Set down, word for word, the stretch of lines from the one containing "person in background on this photo." to the end of the records below.

━━ Records for the task ━━

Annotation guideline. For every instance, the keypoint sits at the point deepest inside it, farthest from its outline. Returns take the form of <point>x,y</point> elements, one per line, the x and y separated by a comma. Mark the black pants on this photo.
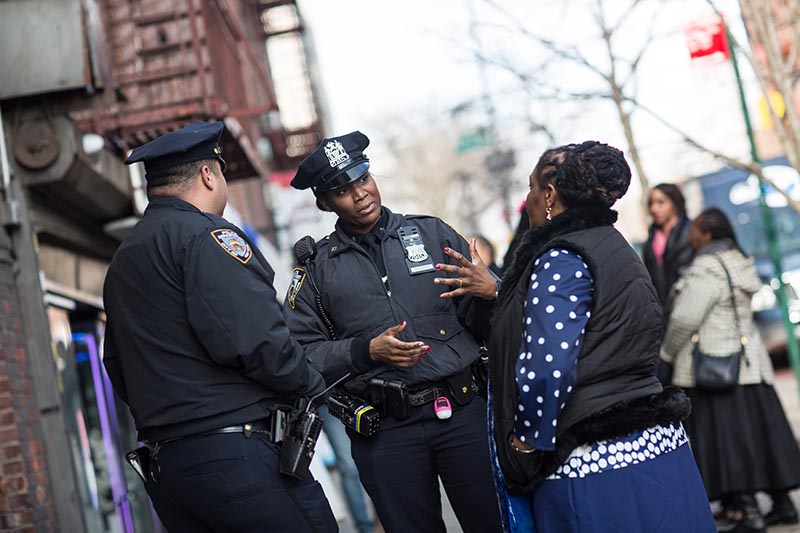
<point>229,483</point>
<point>400,467</point>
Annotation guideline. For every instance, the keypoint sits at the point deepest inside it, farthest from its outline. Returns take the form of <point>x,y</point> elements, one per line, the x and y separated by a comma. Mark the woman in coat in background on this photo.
<point>740,437</point>
<point>667,252</point>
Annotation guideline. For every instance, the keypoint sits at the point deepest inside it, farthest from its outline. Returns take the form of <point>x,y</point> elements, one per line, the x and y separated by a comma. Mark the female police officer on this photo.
<point>381,317</point>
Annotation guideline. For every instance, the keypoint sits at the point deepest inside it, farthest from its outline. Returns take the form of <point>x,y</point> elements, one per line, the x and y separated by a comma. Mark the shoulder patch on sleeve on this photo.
<point>298,277</point>
<point>233,244</point>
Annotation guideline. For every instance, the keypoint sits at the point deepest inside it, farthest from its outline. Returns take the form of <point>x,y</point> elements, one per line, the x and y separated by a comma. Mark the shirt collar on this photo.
<point>378,231</point>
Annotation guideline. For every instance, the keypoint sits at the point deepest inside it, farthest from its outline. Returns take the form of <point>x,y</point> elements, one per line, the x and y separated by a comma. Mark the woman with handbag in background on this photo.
<point>738,431</point>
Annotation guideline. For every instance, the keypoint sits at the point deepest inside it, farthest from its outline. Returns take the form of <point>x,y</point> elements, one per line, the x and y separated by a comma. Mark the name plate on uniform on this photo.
<point>417,259</point>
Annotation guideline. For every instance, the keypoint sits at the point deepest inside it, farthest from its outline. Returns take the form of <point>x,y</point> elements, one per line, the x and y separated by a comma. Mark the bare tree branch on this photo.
<point>752,167</point>
<point>569,52</point>
<point>794,9</point>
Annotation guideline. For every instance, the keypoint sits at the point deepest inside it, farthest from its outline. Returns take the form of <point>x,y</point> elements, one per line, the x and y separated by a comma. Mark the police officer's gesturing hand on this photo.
<point>473,277</point>
<point>387,348</point>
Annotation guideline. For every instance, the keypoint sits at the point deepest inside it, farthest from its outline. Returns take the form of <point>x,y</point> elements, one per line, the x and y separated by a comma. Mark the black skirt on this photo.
<point>742,441</point>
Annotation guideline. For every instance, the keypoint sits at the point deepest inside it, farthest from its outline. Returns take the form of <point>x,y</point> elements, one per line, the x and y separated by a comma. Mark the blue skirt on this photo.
<point>664,494</point>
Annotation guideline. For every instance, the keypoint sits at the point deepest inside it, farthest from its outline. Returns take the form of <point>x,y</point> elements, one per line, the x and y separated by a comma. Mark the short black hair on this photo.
<point>177,177</point>
<point>714,221</point>
<point>675,196</point>
<point>588,174</point>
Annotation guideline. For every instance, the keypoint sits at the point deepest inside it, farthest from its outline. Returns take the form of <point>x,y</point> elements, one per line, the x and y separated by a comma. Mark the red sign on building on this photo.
<point>707,38</point>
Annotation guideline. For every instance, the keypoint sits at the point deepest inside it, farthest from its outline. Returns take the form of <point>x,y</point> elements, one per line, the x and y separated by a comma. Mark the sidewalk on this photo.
<point>788,392</point>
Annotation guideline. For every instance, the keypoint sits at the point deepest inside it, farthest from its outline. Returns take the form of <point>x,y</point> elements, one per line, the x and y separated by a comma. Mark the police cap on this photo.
<point>334,163</point>
<point>195,142</point>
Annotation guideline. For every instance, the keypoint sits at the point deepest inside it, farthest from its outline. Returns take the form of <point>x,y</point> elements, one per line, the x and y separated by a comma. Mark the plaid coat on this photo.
<point>701,303</point>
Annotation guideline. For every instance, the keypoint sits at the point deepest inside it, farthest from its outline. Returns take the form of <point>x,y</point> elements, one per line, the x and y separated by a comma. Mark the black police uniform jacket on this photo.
<point>361,306</point>
<point>616,392</point>
<point>195,339</point>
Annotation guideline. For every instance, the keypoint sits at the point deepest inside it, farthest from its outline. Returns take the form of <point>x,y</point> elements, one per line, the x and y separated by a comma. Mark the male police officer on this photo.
<point>381,318</point>
<point>196,346</point>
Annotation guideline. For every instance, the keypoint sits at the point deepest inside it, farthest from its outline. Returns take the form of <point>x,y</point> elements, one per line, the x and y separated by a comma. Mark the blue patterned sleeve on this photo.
<point>556,312</point>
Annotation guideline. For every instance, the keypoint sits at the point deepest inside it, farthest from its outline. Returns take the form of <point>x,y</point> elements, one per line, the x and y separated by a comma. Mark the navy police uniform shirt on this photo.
<point>195,339</point>
<point>362,304</point>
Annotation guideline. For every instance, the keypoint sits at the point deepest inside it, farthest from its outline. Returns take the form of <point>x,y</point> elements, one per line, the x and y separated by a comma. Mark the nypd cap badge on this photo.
<point>233,244</point>
<point>336,153</point>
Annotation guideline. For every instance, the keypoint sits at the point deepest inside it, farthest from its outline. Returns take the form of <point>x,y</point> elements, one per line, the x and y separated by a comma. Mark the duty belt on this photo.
<point>415,398</point>
<point>261,426</point>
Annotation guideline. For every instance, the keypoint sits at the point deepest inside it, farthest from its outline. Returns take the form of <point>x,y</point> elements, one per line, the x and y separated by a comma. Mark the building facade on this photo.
<point>85,81</point>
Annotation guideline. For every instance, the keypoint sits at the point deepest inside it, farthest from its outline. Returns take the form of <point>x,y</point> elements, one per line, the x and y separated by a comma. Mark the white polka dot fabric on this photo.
<point>557,309</point>
<point>619,453</point>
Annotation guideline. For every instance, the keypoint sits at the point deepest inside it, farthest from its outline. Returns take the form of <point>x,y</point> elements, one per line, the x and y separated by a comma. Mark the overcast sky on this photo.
<point>379,58</point>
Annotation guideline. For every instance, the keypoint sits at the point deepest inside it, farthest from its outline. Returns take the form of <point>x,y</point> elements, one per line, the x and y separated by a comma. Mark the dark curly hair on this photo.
<point>586,174</point>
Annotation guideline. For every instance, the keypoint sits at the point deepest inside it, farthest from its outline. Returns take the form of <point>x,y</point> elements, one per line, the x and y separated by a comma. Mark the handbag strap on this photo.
<point>742,339</point>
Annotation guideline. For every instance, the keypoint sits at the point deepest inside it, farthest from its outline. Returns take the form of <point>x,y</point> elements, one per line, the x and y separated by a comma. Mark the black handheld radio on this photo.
<point>303,428</point>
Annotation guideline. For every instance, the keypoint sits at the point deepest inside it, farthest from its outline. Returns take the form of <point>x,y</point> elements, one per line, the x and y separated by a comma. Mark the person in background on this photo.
<point>667,252</point>
<point>368,304</point>
<point>487,253</point>
<point>196,346</point>
<point>585,437</point>
<point>741,438</point>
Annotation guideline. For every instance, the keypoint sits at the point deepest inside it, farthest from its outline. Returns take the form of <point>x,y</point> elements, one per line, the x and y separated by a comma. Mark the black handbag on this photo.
<point>714,372</point>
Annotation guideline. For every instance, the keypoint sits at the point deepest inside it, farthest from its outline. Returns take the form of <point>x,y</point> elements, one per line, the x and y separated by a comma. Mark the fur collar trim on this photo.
<point>667,407</point>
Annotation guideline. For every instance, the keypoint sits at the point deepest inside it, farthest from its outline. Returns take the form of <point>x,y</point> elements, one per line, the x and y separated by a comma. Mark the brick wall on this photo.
<point>25,498</point>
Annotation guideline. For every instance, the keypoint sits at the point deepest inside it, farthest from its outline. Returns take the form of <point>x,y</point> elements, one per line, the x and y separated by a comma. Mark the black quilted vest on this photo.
<point>616,390</point>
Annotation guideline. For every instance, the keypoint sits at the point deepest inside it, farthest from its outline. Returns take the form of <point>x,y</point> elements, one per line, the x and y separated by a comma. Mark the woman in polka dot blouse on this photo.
<point>585,437</point>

━━━

> _Written response_:
Annotation guideline. For every instance, the keypoint sits at the point deepest inside it, farthest from its outline. Returns take the form of <point>x,y</point> elements, one per line, the x and y separated by a comma. Mark the person in background on this photo.
<point>667,252</point>
<point>368,304</point>
<point>487,253</point>
<point>196,346</point>
<point>585,437</point>
<point>741,438</point>
Annotation guideline. For every instance, the keypoint sits at the point deepest inside it, farthest from its outline. Returns take the form of <point>x,y</point> elements, one per line, the x and y separated by a comma. Mark the black handbag on this photo.
<point>714,372</point>
Annotation guideline. For every instance, the keypoint sits at the point deepest inside it, farthest from its outline. Returns take the form of <point>x,y</point> elements, one per line, the x and y separated by a comma. Mark the fur collar trim on this photo.
<point>667,407</point>
Annotation guideline. For every instance, the keypoint sits at the point deepest inside it, farthest from its outline. Returns take the form of <point>x,y</point> elements, one per line, the x and y separated by a comma. Mark the brick wall on this photo.
<point>25,498</point>
Annotation guideline. For every instance, the keypoint sits at the point deepest inside it, farthest from its outline. Returns take the form of <point>x,y</point> elements, one per line, the x and y separated by a comma. Mark the black quilted vest on this photo.
<point>616,390</point>
Annotation guideline. For every instance, the keypoint sits at the point deepest inside it, farthest from its outline. Returns take the form of <point>x,y</point> elements, one per line, the x and y separated by a comma. Mark the woman in polka dot blouse on this photo.
<point>585,437</point>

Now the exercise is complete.